What to do: Copy the material below verbatim, from the line with "At your earliest convenience, could you locate the flowering" through its last line, and include nothing else.

Records supplied:

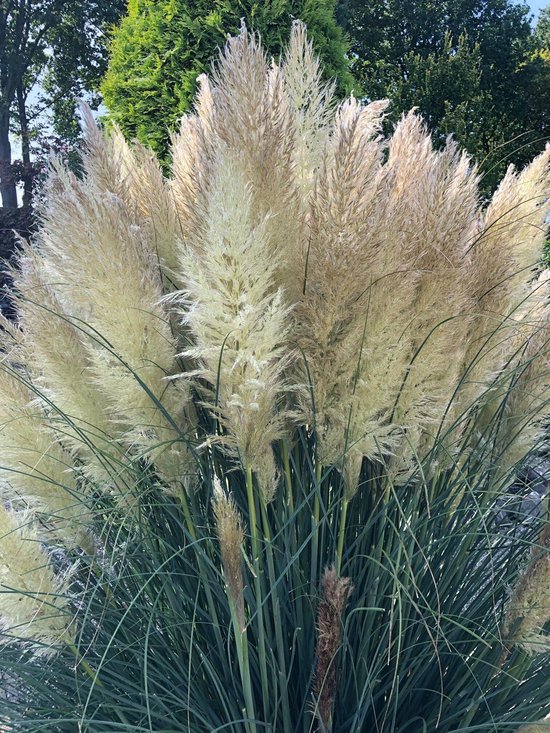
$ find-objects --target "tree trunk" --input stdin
[0,108,17,209]
[17,84,34,206]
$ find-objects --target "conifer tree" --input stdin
[102,0,353,160]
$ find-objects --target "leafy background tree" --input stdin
[102,0,353,160]
[337,0,549,188]
[0,0,124,208]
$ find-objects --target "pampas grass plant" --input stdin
[0,22,550,733]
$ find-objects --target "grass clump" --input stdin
[0,23,550,733]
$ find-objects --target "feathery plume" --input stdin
[295,98,412,491]
[502,524,550,654]
[315,567,353,731]
[465,145,550,402]
[0,504,74,655]
[213,476,246,631]
[33,148,196,485]
[281,20,335,200]
[179,151,294,499]
[208,25,307,302]
[0,354,90,548]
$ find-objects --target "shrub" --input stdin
[0,23,550,733]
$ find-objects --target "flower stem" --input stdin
[246,466,270,720]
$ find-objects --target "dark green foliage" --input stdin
[0,432,550,733]
[102,0,353,160]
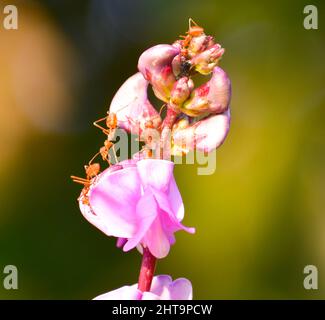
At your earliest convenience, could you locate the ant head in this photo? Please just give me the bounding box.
[187,18,204,37]
[85,163,100,178]
[144,120,155,129]
[104,140,113,149]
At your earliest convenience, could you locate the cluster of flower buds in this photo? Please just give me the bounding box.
[110,20,231,157]
[73,19,231,299]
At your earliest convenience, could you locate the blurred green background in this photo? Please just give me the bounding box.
[0,0,325,299]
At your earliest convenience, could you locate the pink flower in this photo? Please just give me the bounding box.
[109,72,161,134]
[79,159,195,258]
[94,275,192,300]
[181,67,231,117]
[138,44,179,102]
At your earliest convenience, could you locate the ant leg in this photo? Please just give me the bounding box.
[88,152,100,166]
[188,18,199,29]
[93,117,109,134]
[159,103,167,115]
[70,176,89,182]
[112,144,118,163]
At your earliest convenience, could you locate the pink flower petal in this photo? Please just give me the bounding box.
[123,190,158,251]
[89,167,141,238]
[94,275,192,300]
[142,215,170,259]
[137,159,174,192]
[93,284,142,300]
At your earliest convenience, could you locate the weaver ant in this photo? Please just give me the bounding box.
[71,162,100,204]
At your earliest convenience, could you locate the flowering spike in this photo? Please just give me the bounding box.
[138,44,179,102]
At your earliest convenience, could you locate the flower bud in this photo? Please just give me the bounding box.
[169,77,194,109]
[191,44,225,75]
[110,72,161,134]
[181,67,231,117]
[138,44,179,102]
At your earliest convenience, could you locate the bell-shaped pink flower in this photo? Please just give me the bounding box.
[79,159,195,258]
[172,109,230,155]
[94,275,193,300]
[109,72,161,134]
[138,44,179,103]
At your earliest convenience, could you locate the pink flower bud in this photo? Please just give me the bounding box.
[191,44,225,75]
[169,77,194,109]
[181,67,231,117]
[110,72,161,134]
[188,34,214,58]
[172,109,230,155]
[138,44,179,102]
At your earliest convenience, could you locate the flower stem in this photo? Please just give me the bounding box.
[138,248,157,292]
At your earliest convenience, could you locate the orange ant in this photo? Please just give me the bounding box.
[71,162,100,204]
[180,18,204,56]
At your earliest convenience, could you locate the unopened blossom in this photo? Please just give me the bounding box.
[181,67,231,117]
[79,159,195,258]
[190,44,225,75]
[138,44,179,102]
[169,77,194,110]
[94,275,193,300]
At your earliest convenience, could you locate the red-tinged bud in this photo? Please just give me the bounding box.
[181,67,231,117]
[188,34,214,58]
[191,44,225,75]
[138,44,180,102]
[169,77,194,109]
[172,54,182,77]
[172,109,230,155]
[110,72,161,134]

Finished exercise:
At your earliest convenience, could you locate the flowering spike in this photo? Please just give me the bounding box.
[138,44,179,102]
At your earliest convenience, could you locate the flower bud in this photo? Please just give me the bounding box.
[169,77,194,109]
[191,44,225,75]
[110,72,161,134]
[181,67,231,117]
[138,44,179,102]
At your earliest convenience, could you locate the bell-shaped pink flower in this photo? Please just give me the bounding box.
[79,159,195,258]
[172,109,230,155]
[94,275,193,300]
[109,72,161,134]
[138,44,179,103]
At your earliest convenience, could you locate the pink flower bud in this photo? Please just give me the bounding box.
[191,44,225,75]
[169,77,194,109]
[181,67,231,117]
[110,72,161,134]
[188,34,214,58]
[172,109,230,155]
[138,44,179,102]
At your earliest convenience, could you locate the flower stem in this photo? Please just give me the bounding box.
[138,248,157,292]
At your earliest convenience, could you locate the orange ant in this photo? Please just give me the bounding box.
[71,162,100,204]
[180,18,204,56]
At your earliest convenience, could you locate the unopened blossom in this photo? Please just give me the bounding box.
[181,67,231,117]
[79,159,195,258]
[190,44,225,75]
[138,44,179,102]
[169,77,194,110]
[94,275,193,300]
At your earliest convenience, could you locate the red-tinged bud in this photo? Please just give me the bounding box.
[181,67,231,117]
[188,34,214,58]
[191,44,225,75]
[138,44,180,102]
[169,77,194,109]
[172,54,182,77]
[172,109,230,155]
[110,72,161,134]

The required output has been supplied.